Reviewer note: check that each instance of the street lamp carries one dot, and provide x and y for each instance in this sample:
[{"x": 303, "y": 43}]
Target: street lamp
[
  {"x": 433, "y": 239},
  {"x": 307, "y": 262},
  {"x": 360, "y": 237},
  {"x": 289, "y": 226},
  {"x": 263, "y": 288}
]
* * *
▶ [Work required] The listing above should be transcribed in full, exactly as written.

▶ [Reply]
Reviewer note: check that each instance of the street lamp carries one dot, and provide x and y for each instance in this sample:
[{"x": 303, "y": 43}]
Target: street lamp
[
  {"x": 433, "y": 239},
  {"x": 307, "y": 262},
  {"x": 360, "y": 237},
  {"x": 289, "y": 226},
  {"x": 263, "y": 288}
]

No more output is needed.